- Exercise requirements
Rewrite the lines from the line with "A rule for this batch: each instance of the black shorts" to the line with "column 927, row 233", both included, as a JSON list of strings with one string per line, leaving out blank lines.
+++++
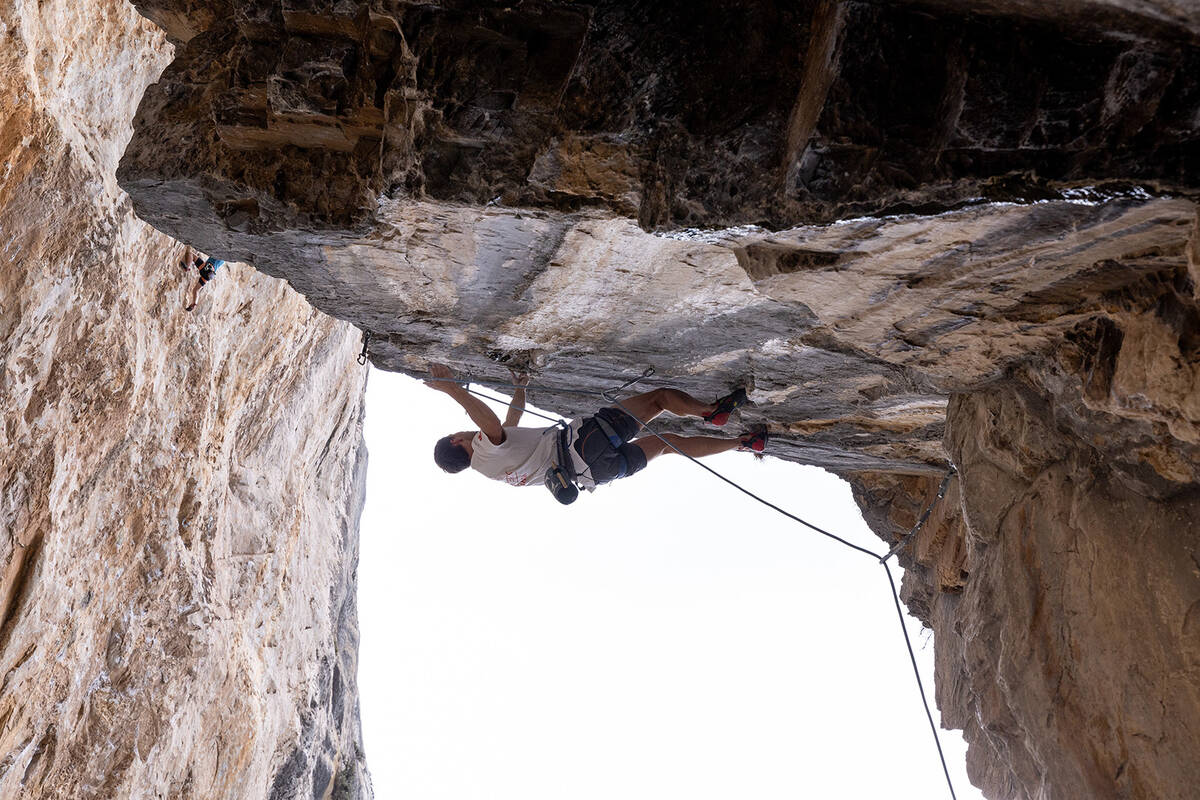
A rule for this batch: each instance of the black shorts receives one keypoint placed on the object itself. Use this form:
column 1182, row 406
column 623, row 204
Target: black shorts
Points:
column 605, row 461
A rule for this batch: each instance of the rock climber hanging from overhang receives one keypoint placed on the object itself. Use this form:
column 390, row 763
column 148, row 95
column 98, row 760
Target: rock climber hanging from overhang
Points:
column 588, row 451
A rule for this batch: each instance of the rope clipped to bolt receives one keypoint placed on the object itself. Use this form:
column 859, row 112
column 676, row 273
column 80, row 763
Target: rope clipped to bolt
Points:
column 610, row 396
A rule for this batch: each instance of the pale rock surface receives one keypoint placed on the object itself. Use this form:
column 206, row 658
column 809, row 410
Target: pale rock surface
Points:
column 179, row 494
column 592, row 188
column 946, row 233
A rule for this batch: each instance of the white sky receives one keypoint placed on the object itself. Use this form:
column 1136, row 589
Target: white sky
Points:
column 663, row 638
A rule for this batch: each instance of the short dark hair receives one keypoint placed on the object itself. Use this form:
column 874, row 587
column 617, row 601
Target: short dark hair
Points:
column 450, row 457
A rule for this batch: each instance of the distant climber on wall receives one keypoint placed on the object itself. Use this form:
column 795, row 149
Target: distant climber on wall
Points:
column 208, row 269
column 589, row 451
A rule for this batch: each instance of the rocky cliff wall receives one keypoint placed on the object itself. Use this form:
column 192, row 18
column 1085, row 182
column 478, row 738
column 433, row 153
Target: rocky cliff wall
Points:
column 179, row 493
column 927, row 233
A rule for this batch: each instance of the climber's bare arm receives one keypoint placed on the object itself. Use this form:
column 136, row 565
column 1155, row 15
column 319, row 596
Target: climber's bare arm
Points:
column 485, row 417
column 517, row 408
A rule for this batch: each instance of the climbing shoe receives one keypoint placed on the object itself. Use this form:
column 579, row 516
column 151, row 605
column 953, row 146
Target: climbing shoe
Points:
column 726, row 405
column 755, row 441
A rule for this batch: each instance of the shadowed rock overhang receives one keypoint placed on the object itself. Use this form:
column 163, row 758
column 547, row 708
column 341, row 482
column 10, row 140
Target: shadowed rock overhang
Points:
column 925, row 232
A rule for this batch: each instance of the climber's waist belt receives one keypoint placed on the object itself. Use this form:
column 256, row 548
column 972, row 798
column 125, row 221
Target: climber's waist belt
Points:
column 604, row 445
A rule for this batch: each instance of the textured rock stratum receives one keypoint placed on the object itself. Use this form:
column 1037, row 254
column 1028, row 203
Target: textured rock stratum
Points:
+++++
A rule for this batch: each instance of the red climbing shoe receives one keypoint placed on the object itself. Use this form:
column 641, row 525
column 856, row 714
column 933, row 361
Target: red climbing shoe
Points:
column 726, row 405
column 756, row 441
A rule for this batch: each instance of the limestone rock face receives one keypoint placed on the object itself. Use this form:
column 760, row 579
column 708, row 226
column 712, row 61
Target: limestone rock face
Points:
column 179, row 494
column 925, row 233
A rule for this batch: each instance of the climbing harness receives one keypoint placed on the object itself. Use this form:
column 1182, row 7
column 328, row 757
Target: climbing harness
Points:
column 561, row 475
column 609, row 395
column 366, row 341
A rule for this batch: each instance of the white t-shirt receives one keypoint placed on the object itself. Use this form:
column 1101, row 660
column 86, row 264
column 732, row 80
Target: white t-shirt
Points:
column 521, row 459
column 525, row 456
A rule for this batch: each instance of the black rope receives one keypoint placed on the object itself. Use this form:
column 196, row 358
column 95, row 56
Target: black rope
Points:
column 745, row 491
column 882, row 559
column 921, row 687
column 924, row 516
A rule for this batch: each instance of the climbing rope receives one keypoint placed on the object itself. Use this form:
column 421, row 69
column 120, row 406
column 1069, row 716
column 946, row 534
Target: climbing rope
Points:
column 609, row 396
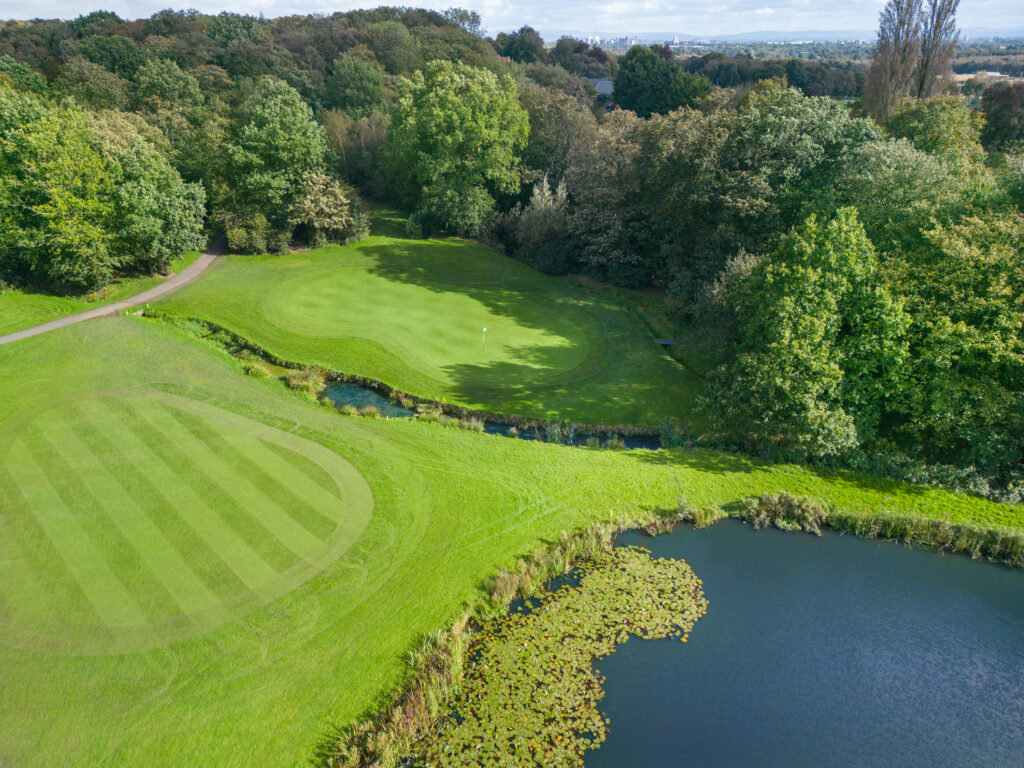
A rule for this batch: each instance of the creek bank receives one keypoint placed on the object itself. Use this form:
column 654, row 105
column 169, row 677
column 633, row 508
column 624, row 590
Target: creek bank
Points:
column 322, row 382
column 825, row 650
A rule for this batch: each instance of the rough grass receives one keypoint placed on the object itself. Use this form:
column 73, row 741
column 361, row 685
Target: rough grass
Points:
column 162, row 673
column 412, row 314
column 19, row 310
+++++
- Solution to this exercise
[
  "A rule for this batch: each instance of the black shorts receives one keypoint placed on the object itself. Use this form:",
  "column 1182, row 406",
  "column 623, row 204",
  "Target: black shorts",
  "Points:",
  "column 605, row 461",
  "A rule for this batch: each instance of the rock climber hanging from overhang receives one keypoint placed on the object itself. Use this form:",
  "column 390, row 763",
  "column 148, row 95",
  "column 98, row 760",
  "Target: rock climber hanging from overhang",
  "Points:",
  "column 588, row 451",
  "A rule for this batch: each instance of the rope clipped to bolt receives one keypoint placed on the object itself. Use this form:",
  "column 859, row 112",
  "column 676, row 273",
  "column 80, row 763",
  "Target: rope clipped to bolt",
  "Points:",
  "column 610, row 396",
  "A rule for this batch: each instance of the pale rock surface receives one keypoint placed on the object itself. Use this form:",
  "column 206, row 658",
  "column 809, row 410",
  "Target: pale rock surface",
  "Points:",
  "column 179, row 494",
  "column 592, row 188",
  "column 946, row 233",
  "A rule for this batch: each instance of the white sky receives one keypoint placed on the object itself. Use this form:",
  "column 1136, row 589",
  "Target: white sky",
  "Points:",
  "column 663, row 638",
  "A rule for this batch: each instance of the short dark hair receives one keypoint placed on the object itself. Use this form:",
  "column 874, row 587",
  "column 617, row 601",
  "Target: short dark hair",
  "Points:",
  "column 450, row 457",
  "A rule for this batch: each instance of the distant climber on wall receives one keypoint placed on the object itself. Use this form:",
  "column 795, row 149",
  "Target: distant climber on wall",
  "Points:",
  "column 208, row 269",
  "column 589, row 451",
  "A rule for this batch: each instance of the rocky cliff wall receives one keypoint placed on the object itself. Use this form:",
  "column 192, row 18",
  "column 1085, row 182",
  "column 478, row 738",
  "column 433, row 153",
  "Target: rocky cliff wall",
  "Points:",
  "column 179, row 493",
  "column 927, row 233"
]